> _Tugas a_
Bisakah kamu menulis ulang semua baris listing di bawah, termasuk permintaannya, dengan menggeser setiap koordinat x dan y pada jawaban sebesar 13? Angka dalam permintaan dan contoh formatnya tetap seperti semula, dan gambar tidak usah disertakan.

> _Teks Bacaan_

━━━━

Jumat, 09 Juni 2017

Satu Saja Syaratnya; Kamu Harus Bahagia..

Dari sekian banyak hari yang telah ku lalui, ada sebagian yang terasa berat dan menyesakkan. Ialah hari-hari saat hati terkapar melawan sepi dalam penantian panjang. Sementara ada gejolak yang tidak bisa berbohong, bahkan untuk memanipulasi diri ketika ia bergejolak membadai, terasa sangat sulit dikendalikan. Tentang perasaanku padamu, yang ku pendam begitu dalam, tersimpan rapi dalam sudut hati yang belum terjamah sesiapa.

━━━━

> _Listing yang Diberikan_
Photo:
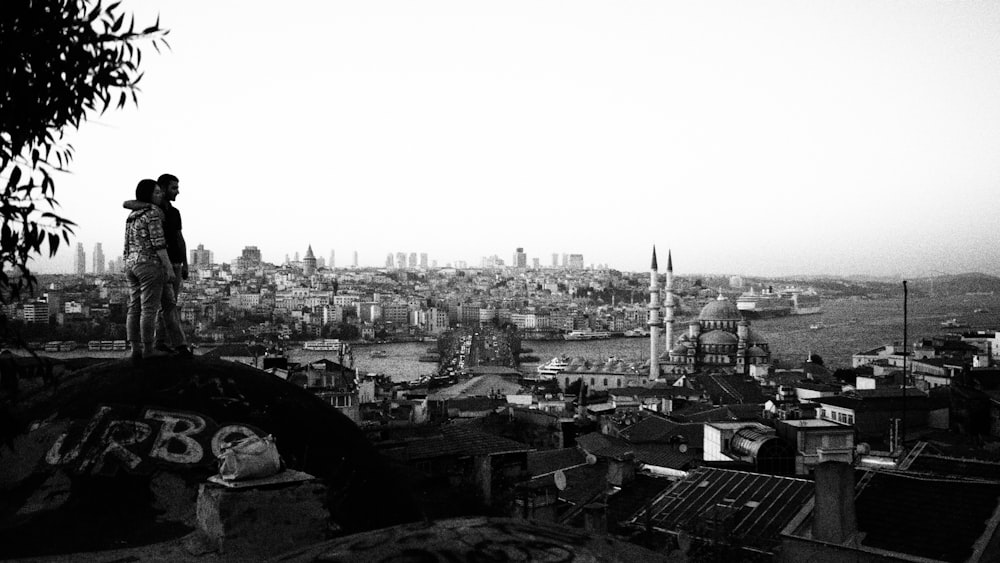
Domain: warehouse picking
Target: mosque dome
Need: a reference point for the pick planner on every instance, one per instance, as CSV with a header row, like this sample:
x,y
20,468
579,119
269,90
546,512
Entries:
x,y
719,337
721,309
113,458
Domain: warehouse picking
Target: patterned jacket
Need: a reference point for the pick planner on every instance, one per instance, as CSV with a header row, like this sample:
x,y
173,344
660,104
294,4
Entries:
x,y
144,236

━━━━

> _Tugas b_
Kutip ulang seluruh teks bacaan di atas tanpa perubahan apa pun.

> _Jawaban a_
Photo:
Domain: warehouse picking
Target: mosque dome
Need: a reference point for the pick planner on every instance, one per instance, as CSV with a header row, like this sample:
x,y
20,468
579,119
269,90
546,512
Entries:
x,y
732,350
734,322
126,471
Domain: warehouse picking
Target: patterned jacket
Need: a reference point for the pick planner on every instance, one per instance, as CSV with a header row, like this sample:
x,y
173,344
660,104
294,4
Entries:
x,y
157,249

> _Jawaban b_
Jumat, 09 Juni 2017

Satu Saja Syaratnya; Kamu Harus Bahagia..

Dari sekian banyak hari yang telah ku lalui, ada sebagian yang terasa berat dan menyesakkan. Ialah hari-hari saat hati terkapar melawan sepi dalam penantian panjang. Sementara ada gejolak yang tidak bisa berbohong, bahkan untuk memanipulasi diri ketika ia bergejolak membadai, terasa sangat sulit dikendalikan. Tentang perasaanku padamu, yang ku pendam begitu dalam, tersimpan rapi dalam sudut hati yang belum terjamah sesiapa.